=== Task data ===
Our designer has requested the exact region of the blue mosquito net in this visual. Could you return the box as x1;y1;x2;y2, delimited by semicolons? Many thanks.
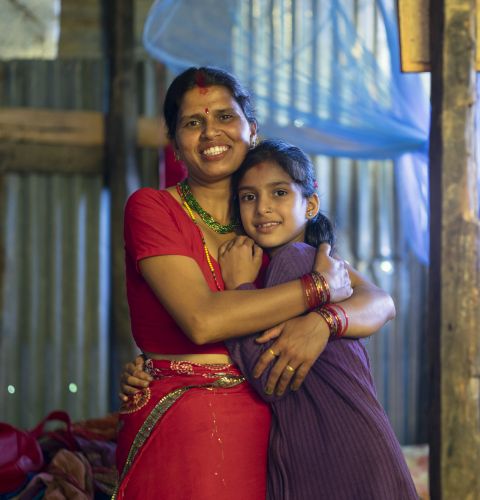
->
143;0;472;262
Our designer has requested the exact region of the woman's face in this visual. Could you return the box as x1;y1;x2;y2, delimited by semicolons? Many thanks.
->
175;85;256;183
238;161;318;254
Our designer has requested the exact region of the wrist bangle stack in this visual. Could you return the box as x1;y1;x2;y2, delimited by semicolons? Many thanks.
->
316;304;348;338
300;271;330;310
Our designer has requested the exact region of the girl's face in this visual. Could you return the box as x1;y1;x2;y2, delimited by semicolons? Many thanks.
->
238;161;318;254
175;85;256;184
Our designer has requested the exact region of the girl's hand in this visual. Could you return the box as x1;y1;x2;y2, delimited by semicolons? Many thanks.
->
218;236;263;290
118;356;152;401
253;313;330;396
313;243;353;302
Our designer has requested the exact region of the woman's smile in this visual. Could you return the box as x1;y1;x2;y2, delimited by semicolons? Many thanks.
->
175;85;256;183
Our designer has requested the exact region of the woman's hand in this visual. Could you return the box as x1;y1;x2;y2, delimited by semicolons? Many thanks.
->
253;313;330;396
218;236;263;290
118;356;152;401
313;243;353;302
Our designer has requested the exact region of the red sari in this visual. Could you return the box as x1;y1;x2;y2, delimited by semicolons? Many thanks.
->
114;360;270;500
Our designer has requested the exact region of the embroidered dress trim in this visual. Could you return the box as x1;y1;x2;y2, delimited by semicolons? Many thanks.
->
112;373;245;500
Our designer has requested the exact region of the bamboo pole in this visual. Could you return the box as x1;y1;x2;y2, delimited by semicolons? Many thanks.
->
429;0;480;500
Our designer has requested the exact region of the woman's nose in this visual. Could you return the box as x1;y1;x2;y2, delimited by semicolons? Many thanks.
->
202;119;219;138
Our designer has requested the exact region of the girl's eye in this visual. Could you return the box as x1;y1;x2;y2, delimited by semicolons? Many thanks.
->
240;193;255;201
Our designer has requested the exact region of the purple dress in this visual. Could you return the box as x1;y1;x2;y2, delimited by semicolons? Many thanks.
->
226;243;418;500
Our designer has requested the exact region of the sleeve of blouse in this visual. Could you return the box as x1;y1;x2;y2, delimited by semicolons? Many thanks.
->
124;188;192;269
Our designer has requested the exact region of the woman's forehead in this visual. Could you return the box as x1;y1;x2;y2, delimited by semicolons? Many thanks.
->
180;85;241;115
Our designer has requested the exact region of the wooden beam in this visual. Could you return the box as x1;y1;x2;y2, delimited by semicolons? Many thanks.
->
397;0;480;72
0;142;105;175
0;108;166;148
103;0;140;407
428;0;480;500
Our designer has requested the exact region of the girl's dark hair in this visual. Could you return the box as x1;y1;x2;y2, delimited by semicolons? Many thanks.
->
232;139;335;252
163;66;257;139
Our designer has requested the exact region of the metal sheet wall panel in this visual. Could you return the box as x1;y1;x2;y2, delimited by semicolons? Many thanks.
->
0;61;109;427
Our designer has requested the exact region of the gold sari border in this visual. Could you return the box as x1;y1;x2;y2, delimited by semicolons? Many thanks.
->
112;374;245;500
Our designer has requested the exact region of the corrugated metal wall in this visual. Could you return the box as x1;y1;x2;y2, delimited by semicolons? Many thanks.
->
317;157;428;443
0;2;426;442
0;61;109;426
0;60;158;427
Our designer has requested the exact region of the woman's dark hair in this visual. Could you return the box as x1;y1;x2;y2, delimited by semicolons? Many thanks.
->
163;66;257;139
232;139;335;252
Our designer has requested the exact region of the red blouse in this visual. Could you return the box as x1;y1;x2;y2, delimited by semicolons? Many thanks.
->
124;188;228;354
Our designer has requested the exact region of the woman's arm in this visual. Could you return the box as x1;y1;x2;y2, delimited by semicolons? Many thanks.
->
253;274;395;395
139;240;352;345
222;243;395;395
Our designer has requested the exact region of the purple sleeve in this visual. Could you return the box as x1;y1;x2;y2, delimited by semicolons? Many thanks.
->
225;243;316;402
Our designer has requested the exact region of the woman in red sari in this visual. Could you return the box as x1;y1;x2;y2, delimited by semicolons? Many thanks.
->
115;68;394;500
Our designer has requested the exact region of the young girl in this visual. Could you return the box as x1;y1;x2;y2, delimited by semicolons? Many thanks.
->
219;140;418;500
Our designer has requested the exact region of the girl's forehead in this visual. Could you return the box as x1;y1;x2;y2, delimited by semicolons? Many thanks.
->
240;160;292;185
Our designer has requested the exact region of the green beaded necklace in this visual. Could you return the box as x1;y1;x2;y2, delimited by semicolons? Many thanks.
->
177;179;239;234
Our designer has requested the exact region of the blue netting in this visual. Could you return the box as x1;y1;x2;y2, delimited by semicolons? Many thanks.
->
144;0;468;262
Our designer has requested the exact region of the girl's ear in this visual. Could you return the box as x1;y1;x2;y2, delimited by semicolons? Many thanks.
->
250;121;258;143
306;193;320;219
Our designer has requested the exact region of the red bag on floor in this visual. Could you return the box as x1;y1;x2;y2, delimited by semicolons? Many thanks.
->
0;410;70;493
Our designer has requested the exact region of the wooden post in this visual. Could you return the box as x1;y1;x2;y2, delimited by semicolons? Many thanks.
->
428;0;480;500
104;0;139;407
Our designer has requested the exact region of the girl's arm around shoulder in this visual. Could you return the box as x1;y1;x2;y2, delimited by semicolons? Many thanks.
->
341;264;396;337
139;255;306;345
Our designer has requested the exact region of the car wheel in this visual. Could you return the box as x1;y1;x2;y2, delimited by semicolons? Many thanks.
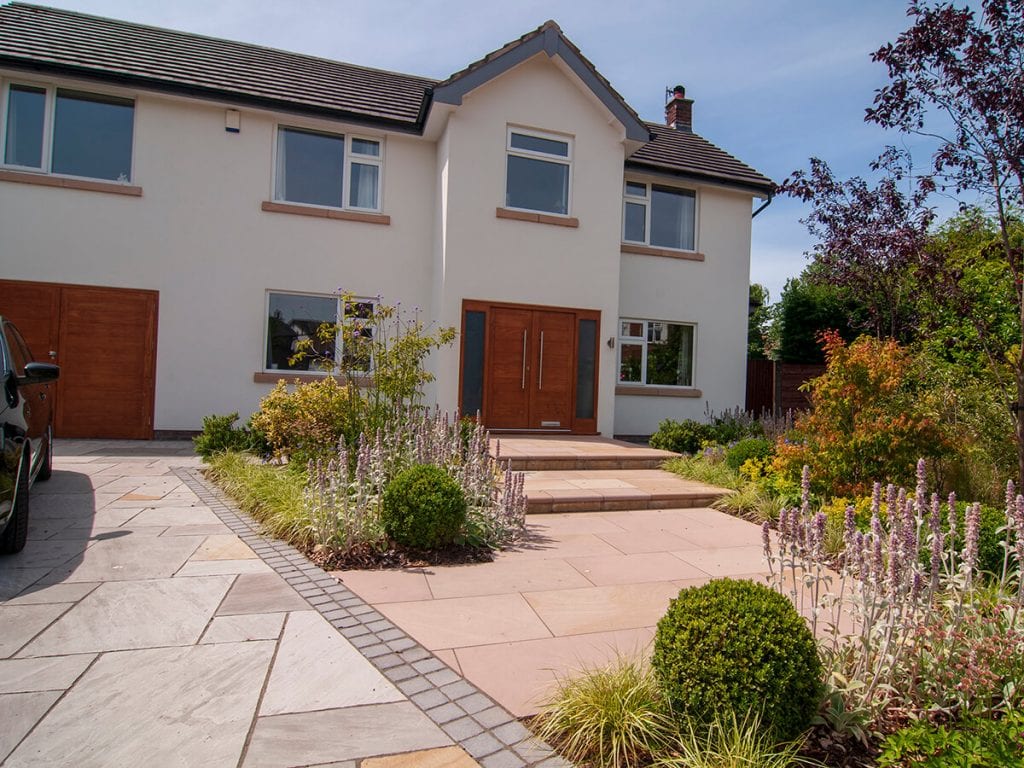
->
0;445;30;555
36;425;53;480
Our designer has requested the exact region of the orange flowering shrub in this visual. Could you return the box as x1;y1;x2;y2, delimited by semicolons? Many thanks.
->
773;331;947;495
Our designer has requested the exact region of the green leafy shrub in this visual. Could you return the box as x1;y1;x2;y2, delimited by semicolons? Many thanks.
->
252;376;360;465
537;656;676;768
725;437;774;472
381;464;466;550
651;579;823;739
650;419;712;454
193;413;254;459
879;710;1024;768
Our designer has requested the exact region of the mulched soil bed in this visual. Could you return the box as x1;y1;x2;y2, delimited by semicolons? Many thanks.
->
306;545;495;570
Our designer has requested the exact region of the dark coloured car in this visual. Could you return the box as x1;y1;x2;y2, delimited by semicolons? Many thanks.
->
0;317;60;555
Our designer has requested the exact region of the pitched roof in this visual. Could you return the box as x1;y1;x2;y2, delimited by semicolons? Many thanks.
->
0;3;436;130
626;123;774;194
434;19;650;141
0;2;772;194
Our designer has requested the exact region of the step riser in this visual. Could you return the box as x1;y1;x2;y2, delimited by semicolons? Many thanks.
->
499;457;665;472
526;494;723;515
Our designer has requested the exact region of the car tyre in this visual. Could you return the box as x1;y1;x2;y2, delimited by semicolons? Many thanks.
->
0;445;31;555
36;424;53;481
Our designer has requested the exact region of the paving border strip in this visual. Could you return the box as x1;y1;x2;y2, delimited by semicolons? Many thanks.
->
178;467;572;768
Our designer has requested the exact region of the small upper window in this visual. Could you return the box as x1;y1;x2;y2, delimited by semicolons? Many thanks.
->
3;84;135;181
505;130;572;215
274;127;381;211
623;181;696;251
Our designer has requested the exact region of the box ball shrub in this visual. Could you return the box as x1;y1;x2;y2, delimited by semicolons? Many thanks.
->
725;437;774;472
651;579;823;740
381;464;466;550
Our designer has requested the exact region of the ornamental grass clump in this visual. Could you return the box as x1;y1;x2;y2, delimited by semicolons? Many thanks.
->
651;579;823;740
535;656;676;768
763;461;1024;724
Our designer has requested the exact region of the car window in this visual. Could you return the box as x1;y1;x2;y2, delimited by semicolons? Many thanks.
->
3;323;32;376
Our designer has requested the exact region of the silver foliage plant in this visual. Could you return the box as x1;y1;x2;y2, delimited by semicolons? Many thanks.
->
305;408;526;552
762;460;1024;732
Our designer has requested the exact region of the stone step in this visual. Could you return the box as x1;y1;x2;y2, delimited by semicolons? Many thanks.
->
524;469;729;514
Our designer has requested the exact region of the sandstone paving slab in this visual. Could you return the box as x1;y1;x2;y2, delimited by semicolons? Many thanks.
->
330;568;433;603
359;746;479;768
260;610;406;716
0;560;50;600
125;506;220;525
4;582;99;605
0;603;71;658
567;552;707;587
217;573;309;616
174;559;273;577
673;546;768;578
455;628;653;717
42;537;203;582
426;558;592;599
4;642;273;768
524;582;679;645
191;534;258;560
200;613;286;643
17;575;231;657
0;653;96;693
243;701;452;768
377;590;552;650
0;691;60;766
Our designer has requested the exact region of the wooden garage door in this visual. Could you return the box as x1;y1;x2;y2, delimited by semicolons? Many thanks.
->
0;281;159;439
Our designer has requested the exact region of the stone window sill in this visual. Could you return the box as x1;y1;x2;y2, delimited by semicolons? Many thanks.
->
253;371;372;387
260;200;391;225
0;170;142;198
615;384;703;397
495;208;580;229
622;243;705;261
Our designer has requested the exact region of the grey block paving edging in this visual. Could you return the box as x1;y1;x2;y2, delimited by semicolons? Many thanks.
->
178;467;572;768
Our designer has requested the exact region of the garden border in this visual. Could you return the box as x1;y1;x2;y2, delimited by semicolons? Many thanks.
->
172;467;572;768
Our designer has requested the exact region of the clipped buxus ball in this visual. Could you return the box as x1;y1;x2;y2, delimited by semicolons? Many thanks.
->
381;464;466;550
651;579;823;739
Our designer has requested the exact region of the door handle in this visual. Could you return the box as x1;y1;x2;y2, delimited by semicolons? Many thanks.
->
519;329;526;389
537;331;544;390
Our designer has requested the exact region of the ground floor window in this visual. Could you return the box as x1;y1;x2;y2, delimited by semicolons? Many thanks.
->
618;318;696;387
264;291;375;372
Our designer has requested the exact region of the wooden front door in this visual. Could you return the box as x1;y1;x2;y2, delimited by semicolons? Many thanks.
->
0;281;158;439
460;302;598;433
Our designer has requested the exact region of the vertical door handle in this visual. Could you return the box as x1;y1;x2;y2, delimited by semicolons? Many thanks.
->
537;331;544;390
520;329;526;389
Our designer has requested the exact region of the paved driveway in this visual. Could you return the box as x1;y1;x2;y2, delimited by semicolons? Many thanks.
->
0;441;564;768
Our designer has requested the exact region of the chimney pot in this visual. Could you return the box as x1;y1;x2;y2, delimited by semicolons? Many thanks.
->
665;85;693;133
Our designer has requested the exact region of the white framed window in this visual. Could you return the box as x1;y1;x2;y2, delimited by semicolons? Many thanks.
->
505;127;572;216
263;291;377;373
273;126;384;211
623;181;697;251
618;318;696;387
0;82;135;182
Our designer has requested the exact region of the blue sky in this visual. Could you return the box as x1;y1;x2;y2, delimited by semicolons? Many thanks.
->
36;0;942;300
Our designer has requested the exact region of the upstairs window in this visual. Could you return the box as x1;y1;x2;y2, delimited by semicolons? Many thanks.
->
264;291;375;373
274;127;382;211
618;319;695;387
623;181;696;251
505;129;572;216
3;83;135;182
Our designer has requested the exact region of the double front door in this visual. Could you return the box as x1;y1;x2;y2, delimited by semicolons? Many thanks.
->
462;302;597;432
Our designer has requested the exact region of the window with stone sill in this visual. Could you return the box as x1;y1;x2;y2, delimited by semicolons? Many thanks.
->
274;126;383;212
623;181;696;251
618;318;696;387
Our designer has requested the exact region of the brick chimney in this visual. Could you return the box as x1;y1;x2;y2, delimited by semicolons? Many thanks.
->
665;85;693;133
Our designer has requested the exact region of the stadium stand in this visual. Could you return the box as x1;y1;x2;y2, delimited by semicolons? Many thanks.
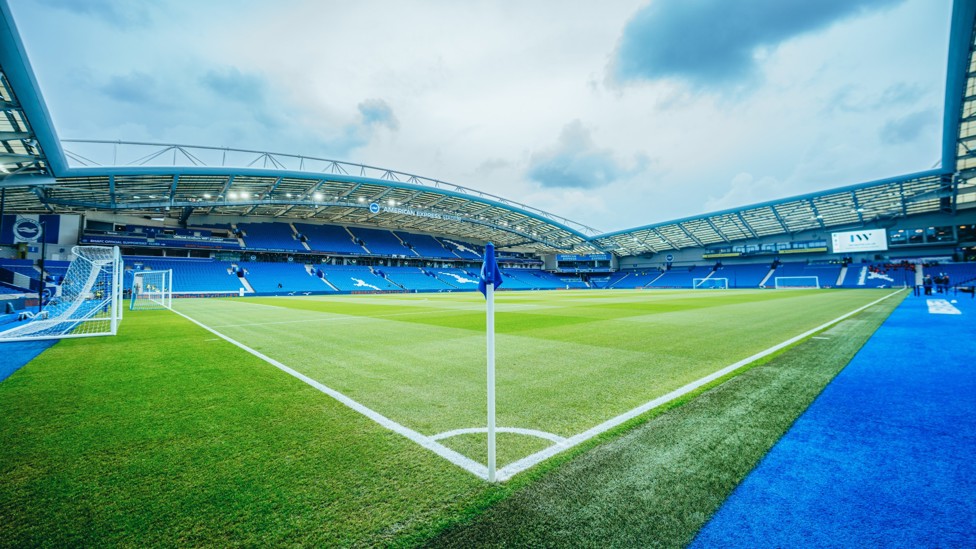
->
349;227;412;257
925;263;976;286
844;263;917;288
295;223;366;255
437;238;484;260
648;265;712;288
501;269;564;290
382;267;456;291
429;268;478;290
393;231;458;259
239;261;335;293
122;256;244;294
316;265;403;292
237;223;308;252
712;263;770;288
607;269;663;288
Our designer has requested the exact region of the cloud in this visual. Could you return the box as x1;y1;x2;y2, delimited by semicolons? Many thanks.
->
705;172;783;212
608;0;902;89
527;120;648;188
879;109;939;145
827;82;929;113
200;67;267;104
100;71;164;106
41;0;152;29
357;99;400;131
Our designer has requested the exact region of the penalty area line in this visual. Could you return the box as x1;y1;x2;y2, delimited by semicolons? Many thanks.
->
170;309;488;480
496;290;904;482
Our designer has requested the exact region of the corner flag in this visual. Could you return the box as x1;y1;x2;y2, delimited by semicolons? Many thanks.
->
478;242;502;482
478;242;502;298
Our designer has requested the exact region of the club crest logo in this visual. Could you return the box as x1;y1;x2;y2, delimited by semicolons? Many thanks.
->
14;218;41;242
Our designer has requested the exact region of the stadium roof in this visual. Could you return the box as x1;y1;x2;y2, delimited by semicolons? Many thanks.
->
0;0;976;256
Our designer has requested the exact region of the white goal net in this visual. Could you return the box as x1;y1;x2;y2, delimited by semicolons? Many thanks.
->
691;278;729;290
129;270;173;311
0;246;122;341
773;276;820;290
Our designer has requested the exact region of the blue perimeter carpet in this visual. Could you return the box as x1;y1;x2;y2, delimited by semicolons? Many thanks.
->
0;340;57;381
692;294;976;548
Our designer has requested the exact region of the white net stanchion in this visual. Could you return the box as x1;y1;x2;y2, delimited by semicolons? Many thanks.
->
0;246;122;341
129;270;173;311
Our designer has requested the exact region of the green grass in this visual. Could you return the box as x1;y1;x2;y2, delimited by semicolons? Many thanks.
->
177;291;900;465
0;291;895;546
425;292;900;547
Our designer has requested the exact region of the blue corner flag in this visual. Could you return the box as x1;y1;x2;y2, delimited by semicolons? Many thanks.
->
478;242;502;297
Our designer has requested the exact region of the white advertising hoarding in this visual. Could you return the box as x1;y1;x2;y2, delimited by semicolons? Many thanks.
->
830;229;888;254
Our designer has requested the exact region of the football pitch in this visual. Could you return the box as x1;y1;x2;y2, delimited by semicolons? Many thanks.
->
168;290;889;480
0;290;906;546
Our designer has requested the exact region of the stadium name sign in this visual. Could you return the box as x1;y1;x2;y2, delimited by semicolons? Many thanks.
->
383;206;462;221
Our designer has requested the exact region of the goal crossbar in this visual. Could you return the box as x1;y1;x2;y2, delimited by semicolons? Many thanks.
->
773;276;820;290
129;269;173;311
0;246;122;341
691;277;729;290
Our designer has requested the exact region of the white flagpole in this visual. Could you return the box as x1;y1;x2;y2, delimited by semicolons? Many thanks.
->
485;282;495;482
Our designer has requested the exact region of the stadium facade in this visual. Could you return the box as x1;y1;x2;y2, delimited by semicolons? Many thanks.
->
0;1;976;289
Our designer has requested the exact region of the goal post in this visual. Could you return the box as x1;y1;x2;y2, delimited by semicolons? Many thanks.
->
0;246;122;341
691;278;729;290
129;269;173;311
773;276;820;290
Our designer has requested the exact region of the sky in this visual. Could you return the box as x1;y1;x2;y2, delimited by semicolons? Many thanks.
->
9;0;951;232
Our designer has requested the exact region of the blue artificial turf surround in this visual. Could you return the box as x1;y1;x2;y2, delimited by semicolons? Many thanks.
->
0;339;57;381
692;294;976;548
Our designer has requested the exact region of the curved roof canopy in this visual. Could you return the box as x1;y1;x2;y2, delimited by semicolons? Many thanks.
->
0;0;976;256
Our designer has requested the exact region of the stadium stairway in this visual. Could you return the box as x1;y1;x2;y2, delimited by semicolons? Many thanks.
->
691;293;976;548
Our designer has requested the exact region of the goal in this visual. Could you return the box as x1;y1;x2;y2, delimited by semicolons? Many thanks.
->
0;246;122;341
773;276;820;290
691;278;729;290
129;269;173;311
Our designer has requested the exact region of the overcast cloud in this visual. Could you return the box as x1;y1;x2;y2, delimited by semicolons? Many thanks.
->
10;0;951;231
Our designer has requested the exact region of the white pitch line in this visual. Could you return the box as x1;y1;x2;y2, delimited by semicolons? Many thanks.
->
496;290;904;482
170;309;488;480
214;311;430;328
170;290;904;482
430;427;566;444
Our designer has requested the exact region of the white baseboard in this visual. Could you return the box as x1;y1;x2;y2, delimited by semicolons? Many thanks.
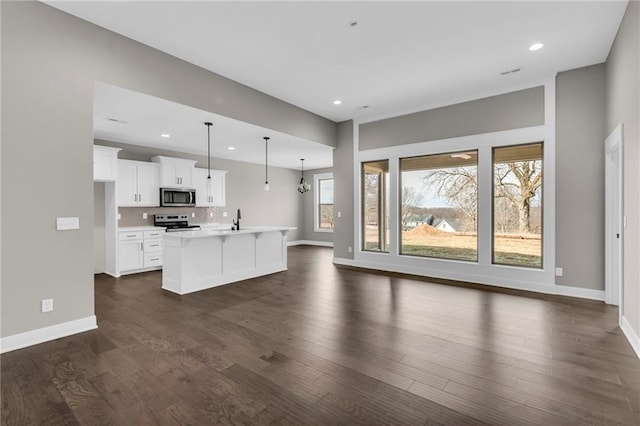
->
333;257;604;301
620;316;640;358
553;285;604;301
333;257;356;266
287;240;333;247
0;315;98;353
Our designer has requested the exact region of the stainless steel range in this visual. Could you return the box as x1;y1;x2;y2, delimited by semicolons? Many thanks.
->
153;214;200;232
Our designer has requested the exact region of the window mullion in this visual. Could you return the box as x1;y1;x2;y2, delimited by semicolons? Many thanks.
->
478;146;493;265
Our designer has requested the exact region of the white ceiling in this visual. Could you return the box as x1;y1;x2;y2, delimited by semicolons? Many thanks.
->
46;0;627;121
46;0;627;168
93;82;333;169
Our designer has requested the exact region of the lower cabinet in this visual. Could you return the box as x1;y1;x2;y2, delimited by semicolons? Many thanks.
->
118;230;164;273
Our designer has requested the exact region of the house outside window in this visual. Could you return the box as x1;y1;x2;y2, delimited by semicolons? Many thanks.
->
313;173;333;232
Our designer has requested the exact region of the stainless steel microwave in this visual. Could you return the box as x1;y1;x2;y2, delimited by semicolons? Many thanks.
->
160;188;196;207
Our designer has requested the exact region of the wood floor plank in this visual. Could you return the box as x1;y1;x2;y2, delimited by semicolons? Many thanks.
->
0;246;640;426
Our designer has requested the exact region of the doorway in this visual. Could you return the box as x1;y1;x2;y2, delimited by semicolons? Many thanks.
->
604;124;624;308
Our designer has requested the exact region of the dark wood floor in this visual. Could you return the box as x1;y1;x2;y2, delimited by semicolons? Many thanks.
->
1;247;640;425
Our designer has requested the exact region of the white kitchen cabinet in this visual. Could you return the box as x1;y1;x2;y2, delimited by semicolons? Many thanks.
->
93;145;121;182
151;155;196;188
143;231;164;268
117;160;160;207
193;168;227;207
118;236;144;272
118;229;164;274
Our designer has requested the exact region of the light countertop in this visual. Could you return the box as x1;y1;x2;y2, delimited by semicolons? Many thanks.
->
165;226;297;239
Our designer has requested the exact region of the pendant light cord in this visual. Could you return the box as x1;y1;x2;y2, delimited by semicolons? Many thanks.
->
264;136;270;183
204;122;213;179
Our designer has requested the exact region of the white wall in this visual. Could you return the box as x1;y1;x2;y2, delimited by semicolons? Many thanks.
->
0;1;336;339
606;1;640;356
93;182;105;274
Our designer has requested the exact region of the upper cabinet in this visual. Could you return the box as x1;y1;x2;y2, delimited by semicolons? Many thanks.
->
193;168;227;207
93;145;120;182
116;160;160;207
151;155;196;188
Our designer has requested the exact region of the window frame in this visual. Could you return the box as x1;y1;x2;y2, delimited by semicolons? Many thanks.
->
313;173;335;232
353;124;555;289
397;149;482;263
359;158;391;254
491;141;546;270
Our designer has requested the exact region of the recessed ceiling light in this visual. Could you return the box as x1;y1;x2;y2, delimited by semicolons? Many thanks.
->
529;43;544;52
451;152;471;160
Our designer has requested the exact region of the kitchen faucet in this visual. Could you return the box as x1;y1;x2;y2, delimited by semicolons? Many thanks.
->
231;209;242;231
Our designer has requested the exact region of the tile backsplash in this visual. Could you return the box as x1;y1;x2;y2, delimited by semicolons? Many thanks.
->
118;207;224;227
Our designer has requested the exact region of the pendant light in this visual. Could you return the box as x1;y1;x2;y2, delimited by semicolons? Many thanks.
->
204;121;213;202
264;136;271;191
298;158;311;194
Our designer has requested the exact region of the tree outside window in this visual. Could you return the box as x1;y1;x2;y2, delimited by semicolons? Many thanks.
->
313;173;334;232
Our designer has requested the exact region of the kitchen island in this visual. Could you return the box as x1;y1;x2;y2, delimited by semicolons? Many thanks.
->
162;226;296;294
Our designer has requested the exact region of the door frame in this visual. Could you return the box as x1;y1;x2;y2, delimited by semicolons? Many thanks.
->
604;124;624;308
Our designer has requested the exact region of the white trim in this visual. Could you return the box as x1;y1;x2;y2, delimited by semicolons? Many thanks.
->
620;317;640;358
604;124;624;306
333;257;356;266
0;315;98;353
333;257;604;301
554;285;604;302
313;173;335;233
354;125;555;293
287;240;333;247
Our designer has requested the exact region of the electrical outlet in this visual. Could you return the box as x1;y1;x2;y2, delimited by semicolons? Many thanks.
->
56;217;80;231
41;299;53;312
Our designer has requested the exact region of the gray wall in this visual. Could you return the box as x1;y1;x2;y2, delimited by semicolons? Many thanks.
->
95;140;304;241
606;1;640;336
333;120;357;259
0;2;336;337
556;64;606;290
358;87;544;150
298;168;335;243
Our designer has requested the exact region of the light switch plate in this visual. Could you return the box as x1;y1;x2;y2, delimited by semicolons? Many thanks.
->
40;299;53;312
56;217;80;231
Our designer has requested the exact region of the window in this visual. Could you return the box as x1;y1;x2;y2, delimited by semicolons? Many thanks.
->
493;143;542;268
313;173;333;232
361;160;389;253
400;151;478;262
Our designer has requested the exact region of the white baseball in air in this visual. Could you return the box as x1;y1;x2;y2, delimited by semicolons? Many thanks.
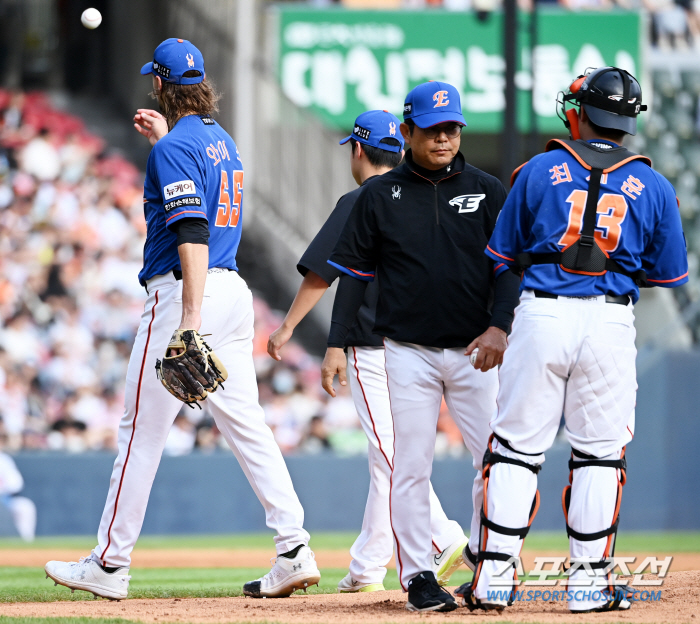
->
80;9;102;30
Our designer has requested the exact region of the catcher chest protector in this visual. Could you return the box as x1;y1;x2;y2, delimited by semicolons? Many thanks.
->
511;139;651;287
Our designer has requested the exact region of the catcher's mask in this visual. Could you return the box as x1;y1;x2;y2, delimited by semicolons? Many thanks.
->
===
▸ Task description:
Express everything from the start of the material down to the line containing "112;373;245;500", both ends included, as a two-column CSV with the headers request and boxes. Give one row per request, put its text and its answer each in a single quoted field with line breaks turned into spaces, and leave the pictures out.

▸ Task result:
request,boxes
"Our designer has requested the exact region of the blue mosquito net in this visual. Could you return the box as x1;y1;x2;y2, delimited by semicolons? Many thanks. ->","143;0;472;262"
"Our designer has requested the exact region of the woman's face in this visual. Could you return the box as x1;y1;x2;y2, delimited by semicolons? Many thanks. ->","175;85;256;183 238;161;318;254"
"Our designer has requested the exact region of the wrist bangle stack in this visual. Could you return the box as x1;y1;x2;y2, delimited by semicolons? Many thanks. ->","316;304;348;338 300;271;330;310"
"Our designer has requested the exact region of the girl's face in this visual. Could you return the box as x1;y1;x2;y2, delimited by semicolons? Many thanks. ->","238;161;318;254 175;85;256;184"
"Our designer has requested the exact region of the girl's hand in this visual. Could you return the box as x1;y1;x2;y2, delimited by semicolons? Many thanks. ->","218;236;263;290 118;356;152;401 253;313;330;396 313;243;353;302"
"Our designer has requested the exact region of the woman's smile in this visual. Could you return the box as x1;y1;x2;y2, delimited by semicolons? Many thanks. ->","175;85;256;183"
"Our designer has requested the exact region of the woman's hand in this visual. Could you return the box as x1;y1;x2;y2, delimited by semicolons? Many thanks. ->","253;313;330;396 218;236;263;290 118;356;152;401 313;243;353;302"
"Our designer has requested the exact region of the red sari in this visual. Could you return the box as x1;y1;x2;y2, delimited by semicolons? Many thanks. ->","114;360;270;500"
"Our designer has requested the exact region of the embroidered dress trim in this visual. Could you return the box as x1;y1;x2;y2, delimited by semicolons? Many thanks. ->","112;373;245;500"